=== Text extract ===
▬▬▬
We have determined that the probability that we encounter a green light at the corner is .35, a yellow light .04, and a red light .61. Let us think about how many times during your morning commute in the week ahead you might hit a red light there.

What is the probability you find the light red on both Monday and Tuesday?

Because the color of the light I see on Monday does not influence the color I will see on Tuesday, these are independent events. I can use the Multiplication Rule:

P(red Monday and Tuesday) = P(red) * P(red) = .61 * .61 = .3721

There is about a 37% chance I will hit red lights both Monday and Tuesday mornings.

 

What is the probability you do not encounter a red light until Wednesday?

For that to happen, I would have to see green or yellow on Monday, green or yellow on Tuesday, and then red on Wednesday. I can simplify this by thinking of it as not red on Monday, not red on Tuesday, and then red on Wednesday.

P(not red) = 1-P(red) = 1-.61 = .39, so:

P(not red Monday and Tuesday) = P(not red) * P(not red) * P(red)

=.39 * .39 * .61 = .092781

There is about a 9% chance that this week I will hit my first red light on Wednesday morning

 

What is the probability that you will have to stop at least once during the week?

Having to stop at least once means that I have to stop for the light 1,2,3,4, or 5 times next week. It is easier to think about the complement, never having to stop at a red light. Having to stop at least once means that I did not make it through the week with no red lights.
▬▬▬
=== Data shown ===

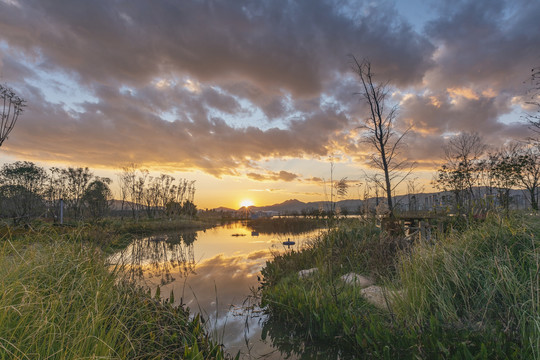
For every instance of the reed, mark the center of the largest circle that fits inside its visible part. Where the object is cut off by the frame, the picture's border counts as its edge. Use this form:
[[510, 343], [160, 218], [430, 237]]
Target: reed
[[59, 300], [474, 294]]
▬▬▬
=== Written exercise ===
In the traffic light text, swap "mornings" for "commutes", starting at the words "There is about a 37%" and stopping after "light until Wednesday?".

=== Reply ===
There is about a 37% chance I will hit red lights both Monday and Tuesday commutes.

 

What is the probability you do not encounter a red light until Wednesday?